*** EXTRACTED DATA ***

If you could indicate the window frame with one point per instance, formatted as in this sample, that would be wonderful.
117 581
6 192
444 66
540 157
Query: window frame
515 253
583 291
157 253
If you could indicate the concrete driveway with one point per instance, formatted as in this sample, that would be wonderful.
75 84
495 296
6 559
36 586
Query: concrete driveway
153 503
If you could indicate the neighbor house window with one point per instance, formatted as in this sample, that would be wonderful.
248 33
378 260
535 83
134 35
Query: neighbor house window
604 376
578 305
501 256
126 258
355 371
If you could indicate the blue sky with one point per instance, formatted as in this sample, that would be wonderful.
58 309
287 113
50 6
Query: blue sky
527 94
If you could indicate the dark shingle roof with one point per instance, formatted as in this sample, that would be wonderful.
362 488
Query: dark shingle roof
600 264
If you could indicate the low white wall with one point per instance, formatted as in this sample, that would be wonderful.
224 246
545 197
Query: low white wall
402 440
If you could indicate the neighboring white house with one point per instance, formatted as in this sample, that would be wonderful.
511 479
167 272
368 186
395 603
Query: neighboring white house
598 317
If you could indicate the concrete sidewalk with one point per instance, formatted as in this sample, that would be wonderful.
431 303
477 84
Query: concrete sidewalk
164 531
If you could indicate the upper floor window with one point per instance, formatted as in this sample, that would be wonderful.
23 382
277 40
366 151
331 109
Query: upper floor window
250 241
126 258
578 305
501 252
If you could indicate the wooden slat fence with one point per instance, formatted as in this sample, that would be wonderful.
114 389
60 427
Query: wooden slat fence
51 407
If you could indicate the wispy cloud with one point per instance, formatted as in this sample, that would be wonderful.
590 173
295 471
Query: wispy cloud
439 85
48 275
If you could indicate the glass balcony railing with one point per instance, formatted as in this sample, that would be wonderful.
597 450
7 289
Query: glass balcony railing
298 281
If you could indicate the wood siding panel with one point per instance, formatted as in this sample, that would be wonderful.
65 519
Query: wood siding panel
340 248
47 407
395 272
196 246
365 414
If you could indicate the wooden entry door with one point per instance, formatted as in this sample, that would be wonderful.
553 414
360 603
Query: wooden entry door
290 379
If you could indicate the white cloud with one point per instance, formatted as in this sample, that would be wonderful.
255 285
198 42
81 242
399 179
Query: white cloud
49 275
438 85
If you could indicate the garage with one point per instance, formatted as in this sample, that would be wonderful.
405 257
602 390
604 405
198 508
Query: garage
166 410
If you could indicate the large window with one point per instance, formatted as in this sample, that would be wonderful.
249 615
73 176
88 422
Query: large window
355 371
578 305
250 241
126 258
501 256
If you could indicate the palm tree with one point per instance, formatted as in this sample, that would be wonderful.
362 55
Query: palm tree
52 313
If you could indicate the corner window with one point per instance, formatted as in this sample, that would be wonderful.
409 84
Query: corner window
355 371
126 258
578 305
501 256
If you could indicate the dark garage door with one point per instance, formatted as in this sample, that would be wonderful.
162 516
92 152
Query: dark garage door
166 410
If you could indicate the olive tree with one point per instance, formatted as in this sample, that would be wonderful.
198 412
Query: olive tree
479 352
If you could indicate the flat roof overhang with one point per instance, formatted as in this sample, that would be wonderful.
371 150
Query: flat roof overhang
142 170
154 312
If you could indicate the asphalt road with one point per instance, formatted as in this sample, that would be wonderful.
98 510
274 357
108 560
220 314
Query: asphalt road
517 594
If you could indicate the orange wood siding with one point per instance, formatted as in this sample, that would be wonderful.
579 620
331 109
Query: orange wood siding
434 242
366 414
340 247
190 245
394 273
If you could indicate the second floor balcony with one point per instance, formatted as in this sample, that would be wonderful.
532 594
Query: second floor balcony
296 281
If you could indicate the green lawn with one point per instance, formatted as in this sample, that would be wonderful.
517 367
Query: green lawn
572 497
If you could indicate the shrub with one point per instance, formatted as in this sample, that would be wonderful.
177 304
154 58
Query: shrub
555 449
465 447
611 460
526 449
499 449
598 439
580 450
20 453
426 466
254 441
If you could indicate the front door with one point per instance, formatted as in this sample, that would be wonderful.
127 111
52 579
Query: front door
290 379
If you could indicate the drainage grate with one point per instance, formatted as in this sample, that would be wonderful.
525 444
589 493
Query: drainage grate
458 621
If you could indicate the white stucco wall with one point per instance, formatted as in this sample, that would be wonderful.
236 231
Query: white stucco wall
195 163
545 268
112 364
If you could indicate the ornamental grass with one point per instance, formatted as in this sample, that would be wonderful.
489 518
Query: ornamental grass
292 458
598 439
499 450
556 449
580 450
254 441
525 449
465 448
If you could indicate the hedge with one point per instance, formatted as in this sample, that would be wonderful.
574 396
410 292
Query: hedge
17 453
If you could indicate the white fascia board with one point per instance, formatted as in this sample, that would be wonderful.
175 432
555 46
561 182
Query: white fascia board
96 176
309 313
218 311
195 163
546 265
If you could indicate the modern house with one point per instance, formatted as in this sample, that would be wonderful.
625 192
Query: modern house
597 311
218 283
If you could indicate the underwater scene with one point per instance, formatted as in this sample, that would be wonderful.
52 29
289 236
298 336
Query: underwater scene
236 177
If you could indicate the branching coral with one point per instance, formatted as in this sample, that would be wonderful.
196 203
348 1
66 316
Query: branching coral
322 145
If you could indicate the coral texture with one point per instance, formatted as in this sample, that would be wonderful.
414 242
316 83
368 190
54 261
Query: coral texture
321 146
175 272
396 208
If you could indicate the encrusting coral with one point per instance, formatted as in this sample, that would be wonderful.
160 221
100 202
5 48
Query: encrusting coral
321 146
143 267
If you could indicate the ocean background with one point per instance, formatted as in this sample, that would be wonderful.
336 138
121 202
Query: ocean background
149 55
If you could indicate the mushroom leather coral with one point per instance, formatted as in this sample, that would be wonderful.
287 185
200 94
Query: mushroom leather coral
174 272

*** End of EXTRACTED DATA ***

## WORK TO COMPLETE
A word-for-word copy of all the entries is required.

## RESULT FOR THIS EXERCISE
If you could indicate the window frame with one point per instance, formatted as in this sample, that would be wonderful.
117 581
6 192
444 66
540 157
Query: window frame
515 253
583 291
157 253
If you could indicate the concrete driveway with one point per instance, formatted as in this sample, that would be wonderful.
75 84
495 296
6 559
36 586
Query: concrete driveway
153 503
If you could indicate the neighbor house window with one point per instance, formatted as in this sample, that would be wonderful.
248 33
378 260
535 83
134 35
Query: neighbor house window
604 376
578 305
501 256
126 258
355 371
If you could indicate the blue sky with one point per instance, formatted as in this sample, that would be wonderful.
58 309
287 113
50 6
Query: blue sky
527 94
If you could indicate the dark shingle roof with one point per instance, formatted as in this sample, that would be wonderful.
362 488
Query: dark shingle roof
600 264
If you could indicate the low white wall with one point per instance, formatted as in this sample, that would be wonderful.
224 246
545 197
Query: low white wall
402 440
If you could indicate the neighboring white house with one point per instance, formatted as in this sample, that would be wonderful.
511 479
167 272
368 186
395 603
Query: neighboring white house
598 317
If you could indicate the concrete sidewalk with one point per instance, formatted as in this sample, that would be wonderful.
431 303
477 84
Query: concrete sidewalk
164 531
If you could indicate the upper floor window with one point per instance, formatted as in this sample, that would be wonderful.
23 382
277 40
366 151
331 109
Query: upper floor window
250 241
126 258
578 305
501 252
If you could indicate the wooden slat fence with one point per instance, formatted as in this sample, that would be wonderful.
114 389
60 427
Query: wooden slat fence
51 407
If you could indicate the wispy cloud with one point per instance, formatted as in this sample, that would be wonderful.
590 173
295 471
Query: wispy cloud
439 85
48 275
If you could indicate the glass balcony railing with one point per instance, formatted as in this sample, that would be wonderful.
597 450
7 289
Query: glass balcony railing
298 281
If you could indicate the wood siding panel with one point per instance, formatted as in this sample, that would be wonderful.
65 519
Query: wood siding panel
340 248
47 407
395 272
196 246
365 414
If you could indicate the wooden entry door with one point per instance, formatted as in this sample, that would be wonderful.
553 414
360 603
Query: wooden entry door
290 379
If you could indicate the white cloud with one point per instance, formatted as in this sample, that would be wonderful.
255 285
198 42
81 242
399 179
Query: white cloud
49 275
438 85
If you could indicate the garage with one point per instance, formatted as in this sample, that would be wonderful.
405 257
602 390
604 405
198 508
Query: garage
166 410
If you could indicate the large window with one point per instance, formatted as in this sample, that would be wonderful.
249 615
73 176
88 422
Query: large window
355 371
578 305
250 241
126 258
501 256
If you could indicate the palm tree with one point per instance, formatted as in this sample, that would be wonderful.
362 55
Query: palm tree
52 313
If you could indicate the corner window with one point per instance, formatted as in this sample, that would be wonderful.
409 84
Query: corner window
355 371
126 258
578 305
501 256
If you could indicate the dark garage door with one point per instance, formatted as in this sample, that would be wonderful.
162 516
92 152
Query: dark garage door
166 410
If you could indicate the olive tree with one point per instance, formatted as in this sample, that would be wonderful.
198 412
Query: olive tree
479 352
If you could indicate the flat roof overhang with one point per instance, formatted as in this sample, that would be wonderful.
371 150
Query: flat roof overhang
142 170
154 312
If you could indicate the asphalt road with one point per instance, formatted as in this sample, that would be wonderful.
98 510
274 357
108 560
220 314
Query: asphalt road
517 594
If you could indicate the orange wood siding with one point per instance, formatted as in this sample, that would be wonderful.
579 620
331 109
Query: orange wood siding
434 242
366 414
340 247
190 245
394 273
If you could indicate the second floor balcony with one point per instance, formatted as in this sample, that would be wonderful.
532 594
Query: second floor balcony
296 281
If you could indicate the green lawn with one point per instance, formatted as in this sample, that would be wonderful.
517 367
Query: green lawn
572 497
If you could indicate the shrub with one point per instance, formatted as in this sample, that would be wonderful.
177 304
154 58
Query: shrub
555 449
465 447
611 460
526 449
499 449
598 439
580 450
20 453
426 466
254 441
If you could indicate the front door with one point per instance, formatted as in this sample, that would be wonderful.
127 111
52 579
Query: front door
290 379
If you could indicate the drainage grate with one point per instance, formatted as in this sample, that would be wonderful.
525 444
589 493
Query: drainage grate
458 621
If you could indicate the white stucco wall with one point per instance, formatted as in this sample, that would be wonderful.
236 231
Query: white stucco wall
195 163
545 268
112 364
If you could indicate the ornamental grass with one point per instance, formatted as in this sample, that would be wonderful.
489 518
Query: ornamental grass
292 458
598 439
499 450
556 449
580 450
254 441
525 449
465 448
If you could indicate the hedge with one point per instance, formatted as in this sample, that would be wonderful.
574 396
410 292
Query: hedge
17 453
If you could indicate the white fascia board with one point per instance, formatted as in this sample, that would be wonderful.
175 432
555 46
561 182
Query: white fascia board
96 176
309 313
218 311
195 163
546 265
If you could indicate the modern house with one point per instance, formatted as in this sample, that would be wonderful.
625 192
Query: modern house
597 311
218 283
If you could indicate the underwater scene with one point per instance, formatted as in this sample, that would be wonderful.
52 29
289 236
298 336
Query: underwater scene
236 177
If you could indicate the branching coral with one point per instance, formatted as in this sample, that would be wonderful.
196 203
348 1
66 316
Query: branching coral
322 145
If you could indicate the coral texture with one point per instance, formatted as in this sample, that would be wonderful.
414 242
316 83
368 190
54 261
Query: coral texture
321 146
175 272
396 208
If you could indicate the encrusting coral with one point per instance, formatted as in this sample, that would be wonderful.
160 221
100 202
5 48
Query: encrusting coral
321 146
143 267
If you could indicate the ocean background with one point per instance, formatted as in this sample, that would be wonderful.
336 138
121 202
Query: ocean background
149 55
If you could indicate the mushroom leather coral with one point per instance, formatted as in this sample, that would be wonderful.
287 185
200 94
Query: mushroom leather coral
174 272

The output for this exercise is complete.